begin Data to use

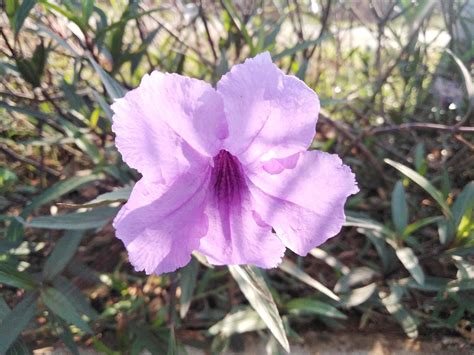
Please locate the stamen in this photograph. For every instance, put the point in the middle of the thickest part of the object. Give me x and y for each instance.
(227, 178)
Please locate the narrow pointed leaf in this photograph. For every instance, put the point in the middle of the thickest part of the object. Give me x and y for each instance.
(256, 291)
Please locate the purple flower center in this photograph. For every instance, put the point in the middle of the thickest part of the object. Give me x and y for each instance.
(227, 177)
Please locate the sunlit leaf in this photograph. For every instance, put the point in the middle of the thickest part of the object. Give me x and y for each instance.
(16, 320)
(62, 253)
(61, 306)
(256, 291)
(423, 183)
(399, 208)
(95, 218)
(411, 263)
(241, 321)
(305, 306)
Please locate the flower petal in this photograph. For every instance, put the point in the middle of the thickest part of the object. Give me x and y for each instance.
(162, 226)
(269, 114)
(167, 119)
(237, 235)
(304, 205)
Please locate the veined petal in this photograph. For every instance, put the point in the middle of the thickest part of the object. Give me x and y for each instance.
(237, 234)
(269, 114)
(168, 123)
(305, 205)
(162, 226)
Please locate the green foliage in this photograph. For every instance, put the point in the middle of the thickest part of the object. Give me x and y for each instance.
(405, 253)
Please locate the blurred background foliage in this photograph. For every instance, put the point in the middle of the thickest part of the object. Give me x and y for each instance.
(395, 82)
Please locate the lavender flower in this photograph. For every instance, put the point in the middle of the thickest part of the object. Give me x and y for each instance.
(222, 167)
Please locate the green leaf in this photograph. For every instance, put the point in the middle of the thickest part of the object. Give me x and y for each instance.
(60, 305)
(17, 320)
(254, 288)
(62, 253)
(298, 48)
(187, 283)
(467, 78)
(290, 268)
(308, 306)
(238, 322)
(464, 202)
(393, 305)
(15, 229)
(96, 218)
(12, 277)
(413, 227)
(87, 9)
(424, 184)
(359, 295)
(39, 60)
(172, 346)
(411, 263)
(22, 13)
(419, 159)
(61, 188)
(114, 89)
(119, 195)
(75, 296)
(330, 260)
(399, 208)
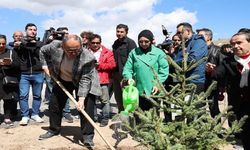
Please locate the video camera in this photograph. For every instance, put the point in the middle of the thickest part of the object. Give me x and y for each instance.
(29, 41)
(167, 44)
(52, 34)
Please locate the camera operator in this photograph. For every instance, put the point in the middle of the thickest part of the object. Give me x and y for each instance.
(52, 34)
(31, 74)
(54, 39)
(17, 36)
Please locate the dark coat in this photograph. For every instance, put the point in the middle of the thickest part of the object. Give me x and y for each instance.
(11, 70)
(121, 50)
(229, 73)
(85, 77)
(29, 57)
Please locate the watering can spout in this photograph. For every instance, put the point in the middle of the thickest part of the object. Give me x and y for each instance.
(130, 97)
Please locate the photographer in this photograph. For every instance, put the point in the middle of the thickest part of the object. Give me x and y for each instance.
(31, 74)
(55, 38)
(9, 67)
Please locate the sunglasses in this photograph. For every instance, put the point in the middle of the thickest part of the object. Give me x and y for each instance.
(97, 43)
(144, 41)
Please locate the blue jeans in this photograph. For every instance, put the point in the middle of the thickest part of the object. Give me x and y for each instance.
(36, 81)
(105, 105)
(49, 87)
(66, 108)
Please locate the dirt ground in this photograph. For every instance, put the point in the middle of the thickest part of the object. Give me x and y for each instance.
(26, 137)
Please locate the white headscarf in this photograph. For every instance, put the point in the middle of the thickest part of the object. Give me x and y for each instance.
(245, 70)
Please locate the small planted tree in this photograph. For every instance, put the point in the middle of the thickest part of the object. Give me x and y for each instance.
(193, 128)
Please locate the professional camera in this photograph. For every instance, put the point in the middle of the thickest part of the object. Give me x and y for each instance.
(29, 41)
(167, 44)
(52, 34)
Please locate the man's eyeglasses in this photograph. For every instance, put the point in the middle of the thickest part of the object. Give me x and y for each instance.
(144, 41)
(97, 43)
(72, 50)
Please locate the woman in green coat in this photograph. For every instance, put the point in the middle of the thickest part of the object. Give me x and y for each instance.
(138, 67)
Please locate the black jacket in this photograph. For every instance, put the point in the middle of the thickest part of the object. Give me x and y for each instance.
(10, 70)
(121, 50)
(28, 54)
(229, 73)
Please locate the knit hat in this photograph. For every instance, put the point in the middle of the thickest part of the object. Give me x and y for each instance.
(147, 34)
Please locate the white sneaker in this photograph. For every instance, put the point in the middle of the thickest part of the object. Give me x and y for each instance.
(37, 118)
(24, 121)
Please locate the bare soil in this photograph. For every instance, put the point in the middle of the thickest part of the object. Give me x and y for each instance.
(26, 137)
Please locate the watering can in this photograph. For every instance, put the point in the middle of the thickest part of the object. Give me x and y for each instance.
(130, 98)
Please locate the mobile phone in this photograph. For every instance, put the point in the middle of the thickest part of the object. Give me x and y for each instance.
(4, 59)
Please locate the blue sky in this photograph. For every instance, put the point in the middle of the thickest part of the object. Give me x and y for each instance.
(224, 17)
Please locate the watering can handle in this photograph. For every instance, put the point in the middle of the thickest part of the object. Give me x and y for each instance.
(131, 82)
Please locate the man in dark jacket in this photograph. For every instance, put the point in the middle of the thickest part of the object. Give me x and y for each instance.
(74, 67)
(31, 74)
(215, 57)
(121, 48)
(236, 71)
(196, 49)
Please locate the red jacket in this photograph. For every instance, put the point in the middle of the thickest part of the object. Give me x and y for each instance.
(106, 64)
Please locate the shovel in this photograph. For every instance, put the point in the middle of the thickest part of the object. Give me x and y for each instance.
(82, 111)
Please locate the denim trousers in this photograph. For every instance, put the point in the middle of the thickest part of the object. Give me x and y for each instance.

end Data to use

Write out, word for word, the line containing "Please locate the blue sky" and every line after it to the end of the data above.

Please locate the blue sky in this photograph. For every instance, put the point in the middle of the thickest part of the object. Give me x and y for each instance.
(224, 17)
Please locate the watering can handle in this photograph. For every instance, put the point in the middle of the thickest part of the object. Give me x and y for each instance.
(131, 82)
Please locate the man in dark jacket in this photograph. For every instance, put the point in the middle of the thickest part of the object. Give me x and y for each instance.
(74, 67)
(31, 74)
(215, 57)
(121, 48)
(236, 71)
(196, 49)
Please locate the red jacket in this photograph. For every instance, put the point in the middle of the thickest part of the object. Give me x and y for each instance.
(106, 64)
Please locate the shovel in this photograph. For every instance, put the point in the middle of the thickest part of the object. Give me x and y for each instance.
(82, 111)
Please locate the denim trousers in this photograph. For every instance, put the point in the middle of the thickest part of the object. Give me x and y for each instance.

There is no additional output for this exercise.